[Gesammelte Dateneinträge]
"""

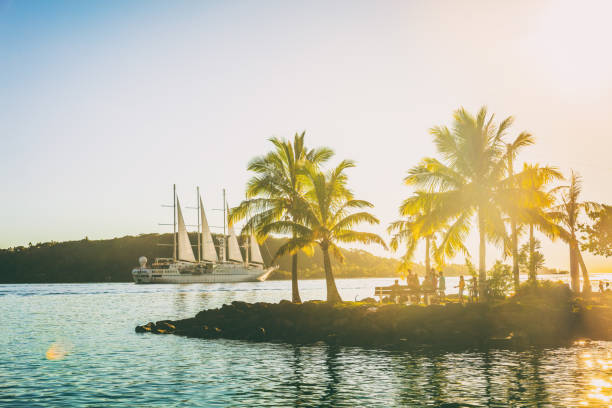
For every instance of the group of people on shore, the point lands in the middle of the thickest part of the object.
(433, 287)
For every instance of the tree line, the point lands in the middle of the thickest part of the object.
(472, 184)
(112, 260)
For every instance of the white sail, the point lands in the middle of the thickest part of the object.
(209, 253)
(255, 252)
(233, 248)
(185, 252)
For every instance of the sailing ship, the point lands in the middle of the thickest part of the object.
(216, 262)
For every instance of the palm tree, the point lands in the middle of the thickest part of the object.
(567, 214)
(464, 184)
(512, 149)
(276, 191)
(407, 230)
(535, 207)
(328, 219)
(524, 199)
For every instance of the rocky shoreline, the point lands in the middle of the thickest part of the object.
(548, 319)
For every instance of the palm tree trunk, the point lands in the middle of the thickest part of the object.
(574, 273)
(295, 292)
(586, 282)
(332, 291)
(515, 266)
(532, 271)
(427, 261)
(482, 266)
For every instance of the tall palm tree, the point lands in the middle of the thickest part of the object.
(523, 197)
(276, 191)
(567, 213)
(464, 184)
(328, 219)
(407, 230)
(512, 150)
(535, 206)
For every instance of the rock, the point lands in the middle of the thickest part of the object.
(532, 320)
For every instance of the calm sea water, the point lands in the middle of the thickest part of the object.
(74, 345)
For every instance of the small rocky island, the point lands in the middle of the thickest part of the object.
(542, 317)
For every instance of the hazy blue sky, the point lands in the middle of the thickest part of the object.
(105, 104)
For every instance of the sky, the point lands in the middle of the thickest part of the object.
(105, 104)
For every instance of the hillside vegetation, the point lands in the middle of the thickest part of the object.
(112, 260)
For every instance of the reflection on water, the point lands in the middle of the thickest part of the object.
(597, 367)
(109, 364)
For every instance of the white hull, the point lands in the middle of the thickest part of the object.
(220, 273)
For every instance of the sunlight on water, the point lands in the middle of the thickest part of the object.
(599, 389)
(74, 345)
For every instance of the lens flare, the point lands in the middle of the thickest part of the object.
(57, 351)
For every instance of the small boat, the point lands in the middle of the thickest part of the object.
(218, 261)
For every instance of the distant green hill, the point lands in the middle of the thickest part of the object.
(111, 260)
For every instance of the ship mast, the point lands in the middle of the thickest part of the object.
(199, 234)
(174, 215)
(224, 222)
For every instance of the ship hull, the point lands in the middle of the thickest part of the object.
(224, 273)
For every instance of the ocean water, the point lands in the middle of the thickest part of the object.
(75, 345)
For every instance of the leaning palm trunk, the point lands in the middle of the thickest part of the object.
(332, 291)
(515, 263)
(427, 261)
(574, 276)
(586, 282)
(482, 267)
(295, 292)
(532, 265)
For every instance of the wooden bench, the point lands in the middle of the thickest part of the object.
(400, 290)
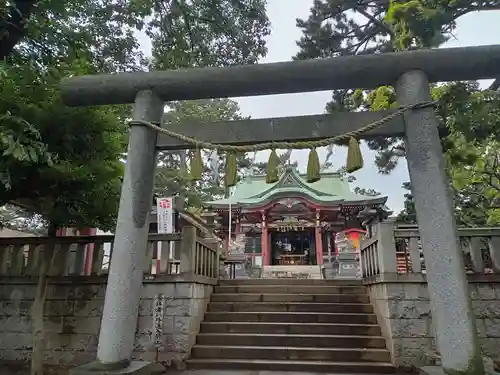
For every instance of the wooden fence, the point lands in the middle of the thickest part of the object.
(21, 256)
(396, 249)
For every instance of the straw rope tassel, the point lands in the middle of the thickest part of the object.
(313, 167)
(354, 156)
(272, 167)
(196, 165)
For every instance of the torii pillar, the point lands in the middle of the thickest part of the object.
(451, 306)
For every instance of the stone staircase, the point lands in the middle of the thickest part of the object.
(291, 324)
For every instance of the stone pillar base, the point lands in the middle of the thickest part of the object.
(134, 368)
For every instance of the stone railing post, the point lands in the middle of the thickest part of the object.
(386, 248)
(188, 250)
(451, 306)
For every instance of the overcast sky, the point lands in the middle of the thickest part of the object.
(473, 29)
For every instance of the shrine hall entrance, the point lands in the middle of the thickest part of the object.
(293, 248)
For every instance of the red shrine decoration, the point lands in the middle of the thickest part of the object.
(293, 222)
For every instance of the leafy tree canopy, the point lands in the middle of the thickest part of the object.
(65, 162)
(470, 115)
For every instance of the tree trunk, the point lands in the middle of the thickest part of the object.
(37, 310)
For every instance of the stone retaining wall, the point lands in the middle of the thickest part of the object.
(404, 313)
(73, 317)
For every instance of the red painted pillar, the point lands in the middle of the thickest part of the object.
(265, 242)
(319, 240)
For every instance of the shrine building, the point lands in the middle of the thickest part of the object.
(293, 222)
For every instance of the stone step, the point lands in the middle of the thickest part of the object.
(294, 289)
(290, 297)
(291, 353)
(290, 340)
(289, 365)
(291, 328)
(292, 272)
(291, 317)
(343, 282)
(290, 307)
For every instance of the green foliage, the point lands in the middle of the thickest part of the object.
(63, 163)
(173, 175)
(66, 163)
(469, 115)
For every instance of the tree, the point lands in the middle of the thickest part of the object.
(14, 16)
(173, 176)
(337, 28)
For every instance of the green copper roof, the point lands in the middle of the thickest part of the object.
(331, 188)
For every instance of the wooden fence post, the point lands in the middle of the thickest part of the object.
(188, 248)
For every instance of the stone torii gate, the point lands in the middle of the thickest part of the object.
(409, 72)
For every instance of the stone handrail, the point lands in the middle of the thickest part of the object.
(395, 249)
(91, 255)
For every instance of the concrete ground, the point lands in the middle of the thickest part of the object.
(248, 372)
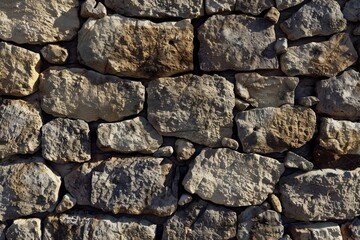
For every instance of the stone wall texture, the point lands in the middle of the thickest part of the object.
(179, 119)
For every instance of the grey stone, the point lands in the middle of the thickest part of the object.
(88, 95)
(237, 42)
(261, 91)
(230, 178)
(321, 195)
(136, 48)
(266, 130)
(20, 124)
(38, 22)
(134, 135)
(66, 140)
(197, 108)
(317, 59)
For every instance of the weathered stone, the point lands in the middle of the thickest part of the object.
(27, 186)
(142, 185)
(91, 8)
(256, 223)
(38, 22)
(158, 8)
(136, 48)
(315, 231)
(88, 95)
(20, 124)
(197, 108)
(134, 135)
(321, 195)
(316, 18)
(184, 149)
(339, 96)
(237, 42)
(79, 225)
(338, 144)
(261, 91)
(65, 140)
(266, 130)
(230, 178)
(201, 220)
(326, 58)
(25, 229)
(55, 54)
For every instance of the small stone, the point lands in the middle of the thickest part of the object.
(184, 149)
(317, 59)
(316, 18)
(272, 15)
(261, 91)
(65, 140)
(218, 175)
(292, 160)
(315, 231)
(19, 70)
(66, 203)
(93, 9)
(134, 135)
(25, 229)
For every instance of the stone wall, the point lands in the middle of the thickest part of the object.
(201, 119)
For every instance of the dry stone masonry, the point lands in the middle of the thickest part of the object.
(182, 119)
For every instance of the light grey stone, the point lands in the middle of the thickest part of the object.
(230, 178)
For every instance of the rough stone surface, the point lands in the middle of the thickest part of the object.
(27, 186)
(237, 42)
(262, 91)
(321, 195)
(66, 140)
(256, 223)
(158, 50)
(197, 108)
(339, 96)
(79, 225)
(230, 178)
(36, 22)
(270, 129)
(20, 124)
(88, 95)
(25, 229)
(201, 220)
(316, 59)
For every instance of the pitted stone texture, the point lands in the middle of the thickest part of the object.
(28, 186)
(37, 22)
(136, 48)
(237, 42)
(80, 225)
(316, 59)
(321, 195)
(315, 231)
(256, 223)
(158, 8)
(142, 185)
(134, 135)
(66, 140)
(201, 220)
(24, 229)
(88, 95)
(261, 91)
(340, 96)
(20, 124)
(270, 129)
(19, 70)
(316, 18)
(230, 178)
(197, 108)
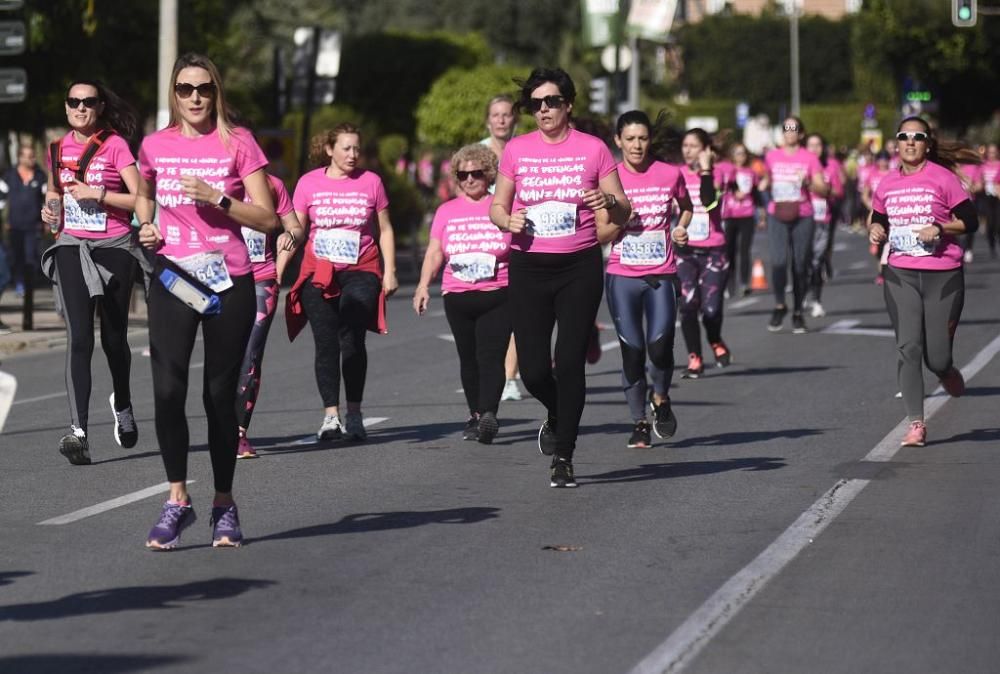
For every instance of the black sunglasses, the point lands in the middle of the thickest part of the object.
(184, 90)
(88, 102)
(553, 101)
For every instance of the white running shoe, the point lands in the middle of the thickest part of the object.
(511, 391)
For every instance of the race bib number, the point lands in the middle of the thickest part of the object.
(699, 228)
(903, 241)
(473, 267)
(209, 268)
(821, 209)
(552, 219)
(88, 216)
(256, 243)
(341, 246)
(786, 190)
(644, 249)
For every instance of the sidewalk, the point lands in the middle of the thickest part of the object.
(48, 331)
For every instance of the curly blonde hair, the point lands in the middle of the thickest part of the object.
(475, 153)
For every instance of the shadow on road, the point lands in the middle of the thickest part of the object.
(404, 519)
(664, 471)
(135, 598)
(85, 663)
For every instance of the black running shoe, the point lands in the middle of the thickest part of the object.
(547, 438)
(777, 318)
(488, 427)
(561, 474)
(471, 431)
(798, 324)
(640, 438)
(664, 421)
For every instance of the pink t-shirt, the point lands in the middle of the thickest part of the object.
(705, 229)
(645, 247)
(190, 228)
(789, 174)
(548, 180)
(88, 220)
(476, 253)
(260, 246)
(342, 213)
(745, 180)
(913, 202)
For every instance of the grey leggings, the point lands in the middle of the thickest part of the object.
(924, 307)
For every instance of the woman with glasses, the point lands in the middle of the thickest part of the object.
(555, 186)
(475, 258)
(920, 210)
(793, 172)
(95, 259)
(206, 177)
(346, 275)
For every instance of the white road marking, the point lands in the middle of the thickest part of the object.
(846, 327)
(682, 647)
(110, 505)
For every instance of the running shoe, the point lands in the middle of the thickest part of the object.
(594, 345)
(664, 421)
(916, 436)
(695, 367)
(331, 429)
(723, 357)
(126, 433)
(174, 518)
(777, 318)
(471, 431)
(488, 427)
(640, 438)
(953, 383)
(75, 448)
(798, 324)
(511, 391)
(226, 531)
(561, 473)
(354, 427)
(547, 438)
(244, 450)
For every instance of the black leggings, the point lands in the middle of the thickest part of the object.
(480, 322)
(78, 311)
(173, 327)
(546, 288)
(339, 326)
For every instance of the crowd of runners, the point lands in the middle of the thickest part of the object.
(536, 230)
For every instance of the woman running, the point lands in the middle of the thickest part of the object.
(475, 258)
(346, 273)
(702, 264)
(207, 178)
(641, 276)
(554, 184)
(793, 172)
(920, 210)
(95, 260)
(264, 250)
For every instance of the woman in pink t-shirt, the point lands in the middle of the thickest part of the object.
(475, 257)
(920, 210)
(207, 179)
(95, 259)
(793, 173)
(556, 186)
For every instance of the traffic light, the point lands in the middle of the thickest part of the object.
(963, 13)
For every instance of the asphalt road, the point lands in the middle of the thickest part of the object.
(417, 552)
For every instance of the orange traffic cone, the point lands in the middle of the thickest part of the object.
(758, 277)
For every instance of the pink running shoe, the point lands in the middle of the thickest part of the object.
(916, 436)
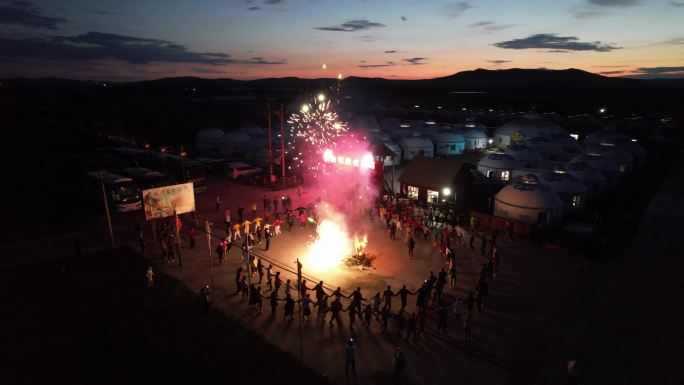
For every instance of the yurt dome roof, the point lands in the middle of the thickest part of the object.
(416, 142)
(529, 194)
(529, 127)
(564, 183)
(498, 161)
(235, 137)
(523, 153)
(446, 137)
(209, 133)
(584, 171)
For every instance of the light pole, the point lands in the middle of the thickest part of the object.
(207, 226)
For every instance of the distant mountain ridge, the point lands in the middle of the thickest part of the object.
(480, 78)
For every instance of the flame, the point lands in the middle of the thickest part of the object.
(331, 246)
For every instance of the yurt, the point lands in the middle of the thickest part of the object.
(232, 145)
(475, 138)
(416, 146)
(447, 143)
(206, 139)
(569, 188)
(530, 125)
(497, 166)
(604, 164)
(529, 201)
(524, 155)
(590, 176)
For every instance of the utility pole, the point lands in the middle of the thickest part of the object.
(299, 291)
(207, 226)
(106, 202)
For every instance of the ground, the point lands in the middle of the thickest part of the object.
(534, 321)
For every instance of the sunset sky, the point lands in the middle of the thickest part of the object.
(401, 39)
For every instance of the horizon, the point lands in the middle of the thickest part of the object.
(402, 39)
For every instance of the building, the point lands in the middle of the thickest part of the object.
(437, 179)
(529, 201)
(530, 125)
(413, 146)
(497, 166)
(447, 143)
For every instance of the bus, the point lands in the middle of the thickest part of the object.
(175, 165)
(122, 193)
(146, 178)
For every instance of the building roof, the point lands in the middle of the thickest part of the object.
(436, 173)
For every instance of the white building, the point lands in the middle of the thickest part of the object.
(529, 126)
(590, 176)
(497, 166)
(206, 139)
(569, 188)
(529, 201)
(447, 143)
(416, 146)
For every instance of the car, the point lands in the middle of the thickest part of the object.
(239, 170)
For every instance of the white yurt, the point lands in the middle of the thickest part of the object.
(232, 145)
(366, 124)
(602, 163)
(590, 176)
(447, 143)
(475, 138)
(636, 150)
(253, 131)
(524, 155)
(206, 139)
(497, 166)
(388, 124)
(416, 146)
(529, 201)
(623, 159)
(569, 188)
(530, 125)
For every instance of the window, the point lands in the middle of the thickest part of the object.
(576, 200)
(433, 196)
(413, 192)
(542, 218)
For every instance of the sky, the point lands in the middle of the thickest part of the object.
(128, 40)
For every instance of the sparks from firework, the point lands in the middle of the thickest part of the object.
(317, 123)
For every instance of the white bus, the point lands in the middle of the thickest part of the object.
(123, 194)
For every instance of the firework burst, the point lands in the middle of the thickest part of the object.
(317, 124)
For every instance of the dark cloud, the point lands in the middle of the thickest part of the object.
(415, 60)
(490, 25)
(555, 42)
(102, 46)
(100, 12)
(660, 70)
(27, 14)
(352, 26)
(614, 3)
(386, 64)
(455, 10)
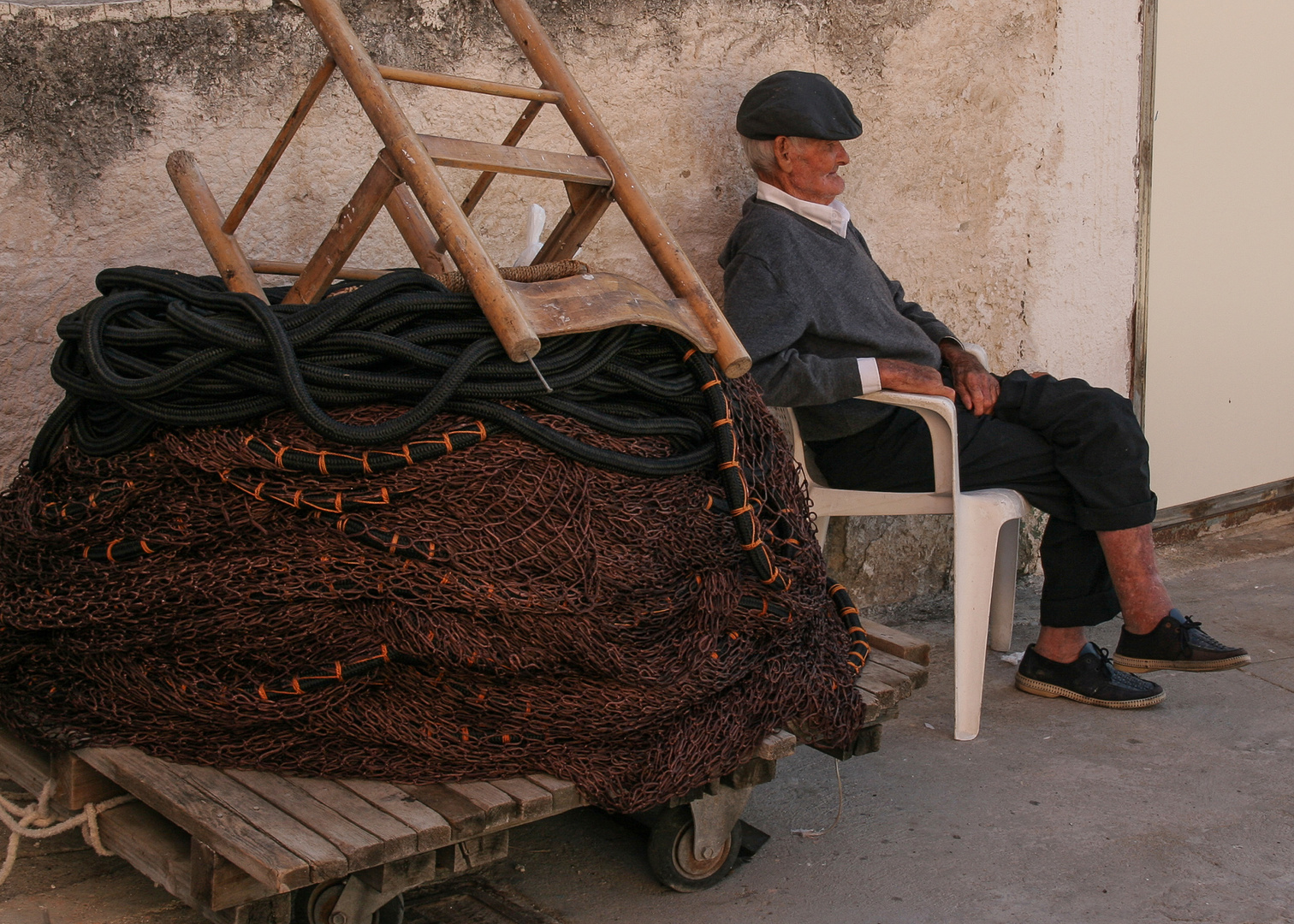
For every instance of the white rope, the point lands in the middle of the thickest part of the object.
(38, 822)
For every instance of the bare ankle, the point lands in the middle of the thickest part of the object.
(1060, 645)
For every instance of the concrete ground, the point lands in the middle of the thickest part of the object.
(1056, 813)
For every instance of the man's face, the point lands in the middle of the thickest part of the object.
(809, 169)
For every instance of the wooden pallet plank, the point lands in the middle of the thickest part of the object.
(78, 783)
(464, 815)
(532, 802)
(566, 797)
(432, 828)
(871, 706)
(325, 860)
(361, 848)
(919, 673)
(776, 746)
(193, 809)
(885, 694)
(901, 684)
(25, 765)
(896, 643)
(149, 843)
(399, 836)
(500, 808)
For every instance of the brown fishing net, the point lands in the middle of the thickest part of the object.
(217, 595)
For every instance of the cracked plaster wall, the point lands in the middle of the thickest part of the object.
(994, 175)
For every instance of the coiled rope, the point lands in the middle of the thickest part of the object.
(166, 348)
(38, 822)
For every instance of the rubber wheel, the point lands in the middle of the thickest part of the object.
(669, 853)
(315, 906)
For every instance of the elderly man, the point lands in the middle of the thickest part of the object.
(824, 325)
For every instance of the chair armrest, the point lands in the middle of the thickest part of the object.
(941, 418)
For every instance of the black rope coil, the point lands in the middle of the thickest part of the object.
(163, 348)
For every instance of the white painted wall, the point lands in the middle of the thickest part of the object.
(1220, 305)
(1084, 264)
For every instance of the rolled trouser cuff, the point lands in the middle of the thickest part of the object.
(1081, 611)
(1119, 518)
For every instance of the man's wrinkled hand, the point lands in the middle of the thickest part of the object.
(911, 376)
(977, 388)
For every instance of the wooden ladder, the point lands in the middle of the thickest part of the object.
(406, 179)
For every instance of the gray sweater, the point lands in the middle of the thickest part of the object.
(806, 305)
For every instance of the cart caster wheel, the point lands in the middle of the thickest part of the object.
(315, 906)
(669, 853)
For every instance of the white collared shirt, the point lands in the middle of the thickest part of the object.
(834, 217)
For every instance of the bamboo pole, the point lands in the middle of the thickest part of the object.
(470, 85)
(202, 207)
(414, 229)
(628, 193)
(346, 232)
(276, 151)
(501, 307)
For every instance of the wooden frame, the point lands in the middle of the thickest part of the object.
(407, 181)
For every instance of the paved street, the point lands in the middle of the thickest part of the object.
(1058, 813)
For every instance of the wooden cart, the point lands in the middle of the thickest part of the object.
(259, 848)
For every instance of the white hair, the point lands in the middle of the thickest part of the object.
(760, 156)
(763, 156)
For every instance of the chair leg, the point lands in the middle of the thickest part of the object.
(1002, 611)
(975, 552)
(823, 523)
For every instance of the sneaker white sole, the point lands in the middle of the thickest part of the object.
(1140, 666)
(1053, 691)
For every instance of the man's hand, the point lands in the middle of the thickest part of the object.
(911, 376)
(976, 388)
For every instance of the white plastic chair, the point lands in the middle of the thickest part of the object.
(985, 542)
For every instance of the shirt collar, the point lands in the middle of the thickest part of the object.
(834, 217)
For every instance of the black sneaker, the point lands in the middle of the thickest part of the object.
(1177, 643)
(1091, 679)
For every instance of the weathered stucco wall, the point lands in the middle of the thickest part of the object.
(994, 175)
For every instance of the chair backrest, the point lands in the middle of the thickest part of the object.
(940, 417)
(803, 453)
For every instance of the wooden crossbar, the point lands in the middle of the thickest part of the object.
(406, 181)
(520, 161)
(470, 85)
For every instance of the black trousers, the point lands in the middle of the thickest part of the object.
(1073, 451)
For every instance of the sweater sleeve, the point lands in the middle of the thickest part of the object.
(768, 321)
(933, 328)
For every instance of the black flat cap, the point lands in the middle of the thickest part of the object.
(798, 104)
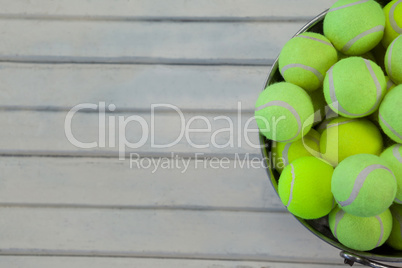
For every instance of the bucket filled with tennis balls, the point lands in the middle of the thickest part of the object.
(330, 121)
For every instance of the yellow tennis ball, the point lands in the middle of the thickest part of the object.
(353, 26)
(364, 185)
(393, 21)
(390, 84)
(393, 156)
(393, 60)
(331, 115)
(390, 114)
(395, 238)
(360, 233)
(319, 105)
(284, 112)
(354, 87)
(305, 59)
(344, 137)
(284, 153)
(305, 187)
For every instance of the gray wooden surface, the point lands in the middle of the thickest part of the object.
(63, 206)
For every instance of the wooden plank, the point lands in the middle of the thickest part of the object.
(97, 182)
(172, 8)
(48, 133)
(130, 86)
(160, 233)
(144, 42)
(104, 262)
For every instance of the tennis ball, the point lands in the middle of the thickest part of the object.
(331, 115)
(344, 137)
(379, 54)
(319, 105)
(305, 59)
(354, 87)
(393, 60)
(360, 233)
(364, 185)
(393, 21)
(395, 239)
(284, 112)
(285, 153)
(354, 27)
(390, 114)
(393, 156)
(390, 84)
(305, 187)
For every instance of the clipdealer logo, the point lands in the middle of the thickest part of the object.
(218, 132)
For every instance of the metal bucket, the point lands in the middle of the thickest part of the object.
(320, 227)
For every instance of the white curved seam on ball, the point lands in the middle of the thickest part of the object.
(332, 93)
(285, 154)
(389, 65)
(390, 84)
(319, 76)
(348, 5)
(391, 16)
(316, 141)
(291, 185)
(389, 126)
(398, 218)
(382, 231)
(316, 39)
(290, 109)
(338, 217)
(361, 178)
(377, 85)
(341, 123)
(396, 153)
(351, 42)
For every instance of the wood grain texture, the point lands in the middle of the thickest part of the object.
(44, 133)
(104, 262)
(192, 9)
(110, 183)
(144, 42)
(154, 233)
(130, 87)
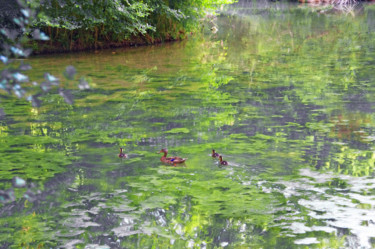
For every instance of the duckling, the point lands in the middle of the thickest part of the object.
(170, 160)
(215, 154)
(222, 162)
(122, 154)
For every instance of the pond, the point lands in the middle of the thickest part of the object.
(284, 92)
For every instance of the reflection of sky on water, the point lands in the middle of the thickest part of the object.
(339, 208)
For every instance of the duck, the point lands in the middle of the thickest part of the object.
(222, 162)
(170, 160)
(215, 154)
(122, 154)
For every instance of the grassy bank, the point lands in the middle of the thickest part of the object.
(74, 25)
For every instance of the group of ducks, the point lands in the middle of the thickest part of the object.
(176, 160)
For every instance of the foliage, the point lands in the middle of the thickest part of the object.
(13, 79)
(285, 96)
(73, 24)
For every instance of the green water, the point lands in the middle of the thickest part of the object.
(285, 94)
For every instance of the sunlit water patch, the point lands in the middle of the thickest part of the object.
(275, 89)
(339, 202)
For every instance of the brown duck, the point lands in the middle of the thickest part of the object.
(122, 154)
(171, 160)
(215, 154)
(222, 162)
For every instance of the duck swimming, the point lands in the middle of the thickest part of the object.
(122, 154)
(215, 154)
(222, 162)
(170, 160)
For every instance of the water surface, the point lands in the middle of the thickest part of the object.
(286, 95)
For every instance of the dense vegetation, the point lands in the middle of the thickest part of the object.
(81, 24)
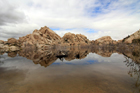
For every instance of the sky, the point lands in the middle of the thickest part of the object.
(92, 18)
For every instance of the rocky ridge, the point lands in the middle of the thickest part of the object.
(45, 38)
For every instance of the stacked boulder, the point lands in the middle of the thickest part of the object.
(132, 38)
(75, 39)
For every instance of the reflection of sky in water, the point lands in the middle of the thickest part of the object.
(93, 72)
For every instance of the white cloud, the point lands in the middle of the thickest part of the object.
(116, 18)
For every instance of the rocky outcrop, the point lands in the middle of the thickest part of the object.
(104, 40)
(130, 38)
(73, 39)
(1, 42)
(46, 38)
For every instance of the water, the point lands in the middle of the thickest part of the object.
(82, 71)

"""

- _ÜBUNGSAUFGABE_
Stelle die Zeilen des Materials von der Zeile mit „For every instance of the reflection of sky in“ bis einschließlich der letzten Zeile als Markdown-Tabelle mit den Spalten „Nummer“ und „Materialzeile“ dar. Leerzeilen lässt du weg.

- _DIE LÖSUNG_
| Nummer | Materialzeile |
|---|---|
| 1 | For every instance of the reflection of sky in water, the point lands in the middle of the thickest part of the object. |
| 2 | (93, 72) |
| 3 | For every instance of the white cloud, the point lands in the middle of the thickest part of the object. |
| 4 | (116, 18) |
| 5 | For every instance of the rocky outcrop, the point lands in the middle of the thickest part of the object. |
| 6 | (104, 40) |
| 7 | (130, 38) |
| 8 | (73, 39) |
| 9 | (1, 42) |
| 10 | (46, 38) |
| 11 | For every instance of the water, the point lands in the middle of the thickest part of the object. |
| 12 | (82, 71) |